> **Given information**:
+++
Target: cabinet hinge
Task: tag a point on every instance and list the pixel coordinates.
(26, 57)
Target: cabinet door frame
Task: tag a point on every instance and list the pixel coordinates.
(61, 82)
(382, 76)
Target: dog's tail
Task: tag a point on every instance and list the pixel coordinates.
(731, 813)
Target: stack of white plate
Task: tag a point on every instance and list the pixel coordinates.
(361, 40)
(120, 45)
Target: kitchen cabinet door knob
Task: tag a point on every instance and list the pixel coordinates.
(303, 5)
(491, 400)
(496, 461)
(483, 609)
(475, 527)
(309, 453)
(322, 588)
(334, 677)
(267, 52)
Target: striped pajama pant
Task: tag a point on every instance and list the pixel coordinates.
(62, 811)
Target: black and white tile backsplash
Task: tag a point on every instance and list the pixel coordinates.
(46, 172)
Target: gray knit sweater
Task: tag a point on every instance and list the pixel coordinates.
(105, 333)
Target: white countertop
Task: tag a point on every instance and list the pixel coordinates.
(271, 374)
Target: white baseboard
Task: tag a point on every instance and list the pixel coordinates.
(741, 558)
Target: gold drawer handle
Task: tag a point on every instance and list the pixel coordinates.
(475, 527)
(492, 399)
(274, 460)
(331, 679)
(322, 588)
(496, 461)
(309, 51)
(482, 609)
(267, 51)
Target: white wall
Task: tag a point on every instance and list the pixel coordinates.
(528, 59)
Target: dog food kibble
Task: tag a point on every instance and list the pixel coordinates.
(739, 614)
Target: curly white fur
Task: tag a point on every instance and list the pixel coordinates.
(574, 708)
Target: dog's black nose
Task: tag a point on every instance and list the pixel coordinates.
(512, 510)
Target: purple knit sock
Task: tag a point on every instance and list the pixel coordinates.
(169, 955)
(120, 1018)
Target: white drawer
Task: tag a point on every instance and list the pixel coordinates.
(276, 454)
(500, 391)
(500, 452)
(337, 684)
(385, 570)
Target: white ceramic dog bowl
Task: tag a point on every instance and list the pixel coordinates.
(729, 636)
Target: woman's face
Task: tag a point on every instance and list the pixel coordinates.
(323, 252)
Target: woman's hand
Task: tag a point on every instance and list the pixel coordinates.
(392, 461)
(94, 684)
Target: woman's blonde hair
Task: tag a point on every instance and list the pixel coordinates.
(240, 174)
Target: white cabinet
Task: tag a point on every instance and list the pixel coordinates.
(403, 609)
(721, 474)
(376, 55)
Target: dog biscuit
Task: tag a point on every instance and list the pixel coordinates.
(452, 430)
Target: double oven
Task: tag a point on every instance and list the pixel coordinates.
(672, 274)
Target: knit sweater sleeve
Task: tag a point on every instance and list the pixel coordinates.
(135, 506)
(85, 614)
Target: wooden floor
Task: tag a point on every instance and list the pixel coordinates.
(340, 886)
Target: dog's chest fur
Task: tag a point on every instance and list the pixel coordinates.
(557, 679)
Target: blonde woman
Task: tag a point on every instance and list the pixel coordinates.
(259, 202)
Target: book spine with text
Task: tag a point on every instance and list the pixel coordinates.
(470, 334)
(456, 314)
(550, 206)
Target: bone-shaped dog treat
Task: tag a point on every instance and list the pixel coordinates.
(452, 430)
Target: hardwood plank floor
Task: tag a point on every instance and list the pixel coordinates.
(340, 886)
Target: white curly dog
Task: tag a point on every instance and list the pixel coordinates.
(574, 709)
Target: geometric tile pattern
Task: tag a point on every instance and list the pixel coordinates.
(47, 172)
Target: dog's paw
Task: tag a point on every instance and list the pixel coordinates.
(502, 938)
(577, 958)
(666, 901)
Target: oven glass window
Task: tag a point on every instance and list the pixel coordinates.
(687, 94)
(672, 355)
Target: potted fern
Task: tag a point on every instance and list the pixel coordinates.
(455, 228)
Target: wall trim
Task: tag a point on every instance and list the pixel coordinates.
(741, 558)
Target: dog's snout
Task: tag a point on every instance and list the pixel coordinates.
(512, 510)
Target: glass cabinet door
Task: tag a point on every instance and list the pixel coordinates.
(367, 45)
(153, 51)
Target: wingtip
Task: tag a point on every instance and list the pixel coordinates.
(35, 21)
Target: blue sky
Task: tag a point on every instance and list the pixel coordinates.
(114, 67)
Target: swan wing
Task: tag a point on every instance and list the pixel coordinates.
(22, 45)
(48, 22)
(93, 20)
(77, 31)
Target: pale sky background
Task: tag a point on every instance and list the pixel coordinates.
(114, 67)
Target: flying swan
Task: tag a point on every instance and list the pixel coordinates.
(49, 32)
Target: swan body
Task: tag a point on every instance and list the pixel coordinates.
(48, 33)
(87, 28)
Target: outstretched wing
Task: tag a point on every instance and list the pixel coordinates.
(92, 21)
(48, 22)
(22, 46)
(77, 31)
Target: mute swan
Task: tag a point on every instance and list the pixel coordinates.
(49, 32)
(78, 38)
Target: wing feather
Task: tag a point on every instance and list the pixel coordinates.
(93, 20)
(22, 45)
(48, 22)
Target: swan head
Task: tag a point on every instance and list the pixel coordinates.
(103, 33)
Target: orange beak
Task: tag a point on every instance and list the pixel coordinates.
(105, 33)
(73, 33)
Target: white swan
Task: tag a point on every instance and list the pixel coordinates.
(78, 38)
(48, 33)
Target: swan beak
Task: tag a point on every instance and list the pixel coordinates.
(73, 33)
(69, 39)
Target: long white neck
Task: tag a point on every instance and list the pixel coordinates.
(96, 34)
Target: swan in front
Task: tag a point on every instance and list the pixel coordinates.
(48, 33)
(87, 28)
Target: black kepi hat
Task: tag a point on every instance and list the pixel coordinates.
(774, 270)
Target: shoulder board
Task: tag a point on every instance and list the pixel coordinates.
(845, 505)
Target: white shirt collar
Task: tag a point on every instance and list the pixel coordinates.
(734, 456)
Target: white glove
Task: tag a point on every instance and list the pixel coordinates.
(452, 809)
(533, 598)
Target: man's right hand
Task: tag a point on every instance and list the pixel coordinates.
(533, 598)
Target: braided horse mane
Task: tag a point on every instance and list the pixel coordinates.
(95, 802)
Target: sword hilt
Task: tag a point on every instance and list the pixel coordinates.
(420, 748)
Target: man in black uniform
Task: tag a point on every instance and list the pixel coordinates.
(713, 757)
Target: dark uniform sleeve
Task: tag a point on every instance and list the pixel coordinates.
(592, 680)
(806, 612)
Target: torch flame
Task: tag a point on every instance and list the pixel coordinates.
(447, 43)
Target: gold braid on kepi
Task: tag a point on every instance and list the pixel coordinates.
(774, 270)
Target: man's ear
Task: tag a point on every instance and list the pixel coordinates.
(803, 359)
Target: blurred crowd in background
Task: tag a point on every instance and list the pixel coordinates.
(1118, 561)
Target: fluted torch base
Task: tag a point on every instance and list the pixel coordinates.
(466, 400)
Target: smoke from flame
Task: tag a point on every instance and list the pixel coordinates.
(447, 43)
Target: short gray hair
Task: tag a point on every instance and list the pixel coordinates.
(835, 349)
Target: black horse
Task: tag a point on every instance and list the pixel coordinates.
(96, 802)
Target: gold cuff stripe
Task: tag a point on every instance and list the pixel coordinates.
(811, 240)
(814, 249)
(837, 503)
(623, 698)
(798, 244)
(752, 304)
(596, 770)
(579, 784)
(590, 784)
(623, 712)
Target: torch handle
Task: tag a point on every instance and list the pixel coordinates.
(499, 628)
+++
> **Exercise prompt**:
The full listing above should be retyped without any alteration.

> **Solution**:
Target: cabinet hinge
Task: tag a point on every instance and list the pixel coordinates.
(26, 57)
Target: cabinet door frame
Task: tag a point on every instance and list the pixel coordinates.
(61, 82)
(382, 76)
Target: dog's tail
Task: tag a point on every instance and list the pixel coordinates.
(731, 813)
Target: stack of white plate
Task: tag a point on every instance and list the pixel coordinates.
(361, 40)
(120, 45)
Target: kitchen cabinet door knob
Task: tag a point on every instance and list the pixel coordinates.
(303, 5)
(491, 400)
(496, 461)
(483, 609)
(475, 527)
(309, 453)
(322, 588)
(334, 677)
(267, 52)
Target: striped pajama pant
Task: tag a point on every instance and list the pixel coordinates.
(62, 811)
Target: black and white tile backsplash
Task: tag a point on every instance and list the pixel coordinates.
(46, 172)
Target: gray knit sweater
Task: tag a point on every instance and list the pixel coordinates.
(105, 333)
Target: white countertop
Task: tag a point on every instance and list the pixel coordinates.
(271, 374)
Target: white baseboard
Task: tag a point on every instance and list the pixel coordinates.
(741, 558)
Target: gold drawer handle
Task: tag a point on every instance and list the pixel coordinates.
(475, 527)
(492, 399)
(274, 460)
(331, 679)
(322, 588)
(496, 461)
(309, 51)
(482, 609)
(267, 51)
Target: white wall
Task: tag a point on every instance and list the pixel coordinates.
(528, 59)
Target: dog food kibble
Task: tag a point on every instance and list the pixel coordinates.
(739, 614)
Target: curly white fur
Task: tag a point on every instance and list the pixel coordinates.
(574, 708)
Target: dog's black nose
Task: tag a point on every instance and list the pixel coordinates.
(512, 510)
Target: purple knit sock
Task: tag a point on every instance and list the pixel coordinates.
(169, 955)
(120, 1018)
Target: white drawer
Task: tag a point on every instance and list the pixel coordinates.
(276, 454)
(500, 391)
(500, 452)
(337, 684)
(385, 570)
Target: white ceramic dog bowl
Task: tag a point on every instance and list the pixel coordinates.
(729, 636)
Target: woman's face
Task: tag a point on every instance and list the pixel coordinates.
(323, 252)
Target: woman's hand
Task: tag a point on every instance and list the pixel coordinates.
(392, 461)
(94, 684)
Target: woman's blonde hair
Task: tag a point on every instance and list the pixel coordinates.
(240, 174)
Target: white cabinet
Task: tag a point on every instance and list the pixel coordinates.
(403, 609)
(721, 474)
(376, 55)
Target: dog biscuit
Task: tag a point on every instance and list the pixel coordinates.
(452, 430)
Target: double oven
Task: tag a point on every instance and list the pixel coordinates.
(672, 274)
Target: knit sweater sleeve
Task: tag a point on every instance and list the pixel coordinates.
(135, 506)
(85, 614)
Target: wooden floor
Task: tag a point on every instance and list the pixel coordinates.
(340, 886)
Target: dog's chest fur
Task: tag a point on every instance and list the pixel coordinates.
(557, 679)
Target: blonde woman
Task: tag a point on every instance and list the pixel coordinates.
(259, 202)
Target: book spine with text
Task: tag a point on every instance and list the pixel coordinates.
(470, 334)
(456, 314)
(550, 206)
Target: bone-shaped dog treat
Task: tag a point on every instance and list the pixel coordinates.
(452, 430)
Target: hardwood plank floor
Task: tag a point on every instance and list the pixel coordinates.
(340, 886)
Target: white curly dog
Task: tag a point on every instance and list the pixel coordinates.
(574, 709)
Target: geometric tile pattern
Task: tag a point on every instance and list the pixel coordinates.
(47, 172)
Target: dog's paw
Task: tag a point on every instance and list the pixel coordinates.
(502, 938)
(577, 958)
(666, 901)
Target: oven glass window
Task: tag a point on every instance and list the pixel coordinates.
(687, 94)
(672, 355)
Target: potted fern
Task: tag a point on every instance and list the pixel coordinates.
(455, 228)
Target: wall trim
Task: tag a point on every instance and list the pixel coordinates.
(741, 558)
Target: dog's snout
Task: tag a point on every instance and list the pixel coordinates.
(512, 510)
Target: glass cabinet door
Task: tag a point on every instance and list the pixel coordinates.
(367, 45)
(153, 51)
Target: wingtip
Task: tag a point on every instance and list the pixel coordinates.
(35, 21)
Target: blue sky
Task: tag a point on every instance and list the pixel coordinates.
(114, 67)
Target: swan wing
Task: tag a point on every instance and list the pixel coordinates.
(22, 45)
(48, 22)
(93, 20)
(77, 31)
Target: pale sky background
Task: tag a point on every instance and list the pixel coordinates.
(114, 67)
Target: flying swan
Task: tag a point on every instance and list the pixel coordinates.
(49, 32)
Target: swan body
Task: tag a point on every instance and list the pixel coordinates.
(48, 33)
(87, 28)
Target: outstretched wing
Task: tag a point on every instance and list the pixel coordinates.
(92, 21)
(48, 22)
(22, 46)
(77, 31)
Target: mute swan
Task: tag a point on every instance and list the pixel coordinates.
(49, 32)
(78, 38)
Target: wing feather
Task: tag a point on every instance and list the pixel coordinates.
(93, 20)
(22, 45)
(48, 22)
Target: swan head
Task: tag a point on every instance and list the pixel coordinates.
(103, 33)
Target: orange beak
Task: tag a point on every instance and list the pixel coordinates.
(105, 33)
(73, 33)
Target: white swan
Task: tag a point on every instance and list the pixel coordinates.
(78, 38)
(48, 33)
Target: swan beak
Task: tag a point on every instance and list the pixel coordinates.
(73, 33)
(69, 39)
Target: long white neck
Task: tag a point on every instance and list the pixel coordinates.
(96, 34)
Target: swan in front
Task: tag a point on every instance and list the pixel coordinates.
(48, 33)
(87, 28)
Target: black kepi hat
Task: tag a point on every instance and list the pixel coordinates.
(774, 270)
Target: shoulder board
Task: tag a point on every instance and list the pixel coordinates.
(845, 505)
Target: white shirt collar
Task: tag a point on every instance and list the pixel coordinates.
(734, 456)
Target: white glove
Task: tag a point on every instance and list the pixel coordinates.
(452, 809)
(533, 598)
Target: man's right hand
Task: tag a point on every instance and list the pixel coordinates.
(533, 598)
Target: braided horse mane
Task: tag a point on every instance and list the pixel coordinates.
(95, 802)
Target: sword hilt
Task: tag a point on every instance and list the pixel coordinates.
(420, 748)
Target: man in black uniform
Task: tag a point on every instance and list the pixel coordinates.
(713, 757)
Target: dark uniform sleeve
Task: tag a point on every instance and list the pixel coordinates.
(592, 680)
(806, 612)
Target: torch flame
Task: tag a point on every instance and list the pixel coordinates.
(447, 43)
Target: gold braid on kepi
Task: tag a point on every instance and list the pixel coordinates.
(774, 270)
Target: man's ear
Task: tag a point on every instance and list the pixel coordinates.
(803, 359)
Target: blurred crowd in background
Task: tag a point on every instance and list the pixel coordinates.
(1118, 561)
Target: fluted torch base
Task: tag a point on every instance and list the pixel coordinates.
(466, 400)
Target: smoke from flame
Task: tag a point on every instance and list the pixel coordinates.
(447, 43)
Target: short gray hair
Task: tag a point on every instance and list the pixel coordinates.
(835, 349)
Target: black horse
Task: tag a point on every instance and list the pixel coordinates.
(96, 802)
Target: gold cuff stripe
Task: tag a point on every instance and list the pixel coordinates.
(811, 240)
(814, 249)
(837, 503)
(623, 698)
(798, 244)
(752, 304)
(596, 770)
(579, 784)
(590, 784)
(623, 712)
Target: torch handle
Task: tag a point on every instance and list the pixel coordinates.
(499, 628)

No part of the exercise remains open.